[Stored data entries]

______

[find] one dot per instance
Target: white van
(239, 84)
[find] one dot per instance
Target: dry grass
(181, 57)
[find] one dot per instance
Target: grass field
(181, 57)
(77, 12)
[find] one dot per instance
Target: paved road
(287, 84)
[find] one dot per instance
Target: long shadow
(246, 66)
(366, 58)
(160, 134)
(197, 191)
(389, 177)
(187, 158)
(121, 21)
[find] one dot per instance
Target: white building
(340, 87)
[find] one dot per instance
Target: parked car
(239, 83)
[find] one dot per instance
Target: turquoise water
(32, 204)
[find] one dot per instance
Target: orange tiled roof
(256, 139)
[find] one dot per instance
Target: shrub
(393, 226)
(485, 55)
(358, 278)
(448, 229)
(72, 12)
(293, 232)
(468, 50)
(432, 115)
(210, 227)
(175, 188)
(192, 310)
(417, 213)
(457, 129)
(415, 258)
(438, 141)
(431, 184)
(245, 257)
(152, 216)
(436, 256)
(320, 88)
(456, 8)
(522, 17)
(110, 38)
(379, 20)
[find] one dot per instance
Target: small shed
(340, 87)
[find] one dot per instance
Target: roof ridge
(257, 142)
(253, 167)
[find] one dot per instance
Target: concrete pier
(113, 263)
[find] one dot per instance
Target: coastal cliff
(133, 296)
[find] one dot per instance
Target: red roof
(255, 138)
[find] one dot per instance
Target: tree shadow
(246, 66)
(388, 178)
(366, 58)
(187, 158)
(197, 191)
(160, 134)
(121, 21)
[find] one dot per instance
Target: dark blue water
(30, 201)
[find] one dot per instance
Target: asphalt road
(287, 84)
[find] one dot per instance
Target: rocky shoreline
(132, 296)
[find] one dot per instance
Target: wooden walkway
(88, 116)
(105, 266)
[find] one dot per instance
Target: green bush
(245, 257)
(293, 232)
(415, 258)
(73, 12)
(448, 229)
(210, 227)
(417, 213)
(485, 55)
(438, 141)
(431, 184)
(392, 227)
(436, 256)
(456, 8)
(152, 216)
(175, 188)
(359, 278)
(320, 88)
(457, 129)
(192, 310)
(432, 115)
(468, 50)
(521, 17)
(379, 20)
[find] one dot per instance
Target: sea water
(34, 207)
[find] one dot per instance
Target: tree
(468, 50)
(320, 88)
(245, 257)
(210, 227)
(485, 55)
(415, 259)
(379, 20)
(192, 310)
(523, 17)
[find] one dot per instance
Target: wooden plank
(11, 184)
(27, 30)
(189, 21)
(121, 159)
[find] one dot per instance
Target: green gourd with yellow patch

______

* [EXERCISE OBJECTIVE]:
Repeat the entries exactly, all of them.

* [RESULT BELOW]:
[find] one dot per instance
Target: white van
(239, 84)
[find] one dot per instance
Target: dry grass
(181, 57)
[find] one dot per instance
Target: grass field
(181, 57)
(77, 12)
[find] one dot per instance
Target: paved road
(287, 84)
[find] one dot per instance
Target: long shadow
(246, 66)
(366, 58)
(160, 134)
(197, 191)
(389, 177)
(187, 158)
(121, 21)
[find] one dot per instance
Target: white building
(340, 87)
[find] one dot per instance
Target: parked car
(239, 83)
[find] one dot per instance
Target: turquoise water
(32, 204)
[find] one dot per instance
Target: orange tiled roof
(256, 139)
[find] one dot per instance
Target: shrub
(393, 226)
(485, 55)
(358, 278)
(448, 229)
(72, 12)
(293, 232)
(468, 50)
(432, 115)
(210, 227)
(175, 188)
(192, 310)
(417, 213)
(457, 129)
(415, 258)
(438, 141)
(431, 184)
(245, 257)
(152, 216)
(436, 256)
(320, 88)
(456, 8)
(522, 17)
(110, 38)
(379, 20)
[find] one dot per instance
Target: small shed
(340, 87)
[find] one dot per instance
Target: roof ridge
(257, 142)
(253, 167)
[find] one dot per instance
Target: concrete pier
(113, 263)
[find] one dot per instance
Target: coastal cliff
(133, 296)
[find] one dot per instance
Target: red roof
(255, 138)
[find] one dot per instance
Target: tree shadow
(246, 66)
(388, 178)
(366, 58)
(187, 158)
(197, 191)
(160, 134)
(121, 21)
[find] one dot per instance
Target: dark blue water
(30, 201)
[find] one dot per instance
Target: asphalt road
(287, 84)
[find] one dot per instance
Target: rocky shoreline
(132, 296)
[find] one dot per instance
Target: wooden walkway
(88, 116)
(105, 266)
[find] one dot per instance
Target: green bush
(245, 257)
(293, 232)
(415, 258)
(73, 12)
(448, 229)
(210, 227)
(417, 213)
(485, 55)
(438, 141)
(431, 184)
(392, 227)
(436, 256)
(456, 8)
(152, 216)
(175, 188)
(359, 278)
(320, 88)
(457, 129)
(192, 310)
(432, 115)
(468, 50)
(521, 17)
(379, 20)
[find] one dot per instance
Target: sea water
(34, 207)
[find] one dot per instance
Target: tree
(468, 50)
(320, 88)
(245, 257)
(210, 227)
(485, 55)
(415, 259)
(379, 20)
(192, 310)
(523, 17)
[find] one dot per instance
Target: wooden plank
(11, 184)
(27, 30)
(189, 21)
(121, 159)
[find] one dot per instance
Target: green gourd with yellow patch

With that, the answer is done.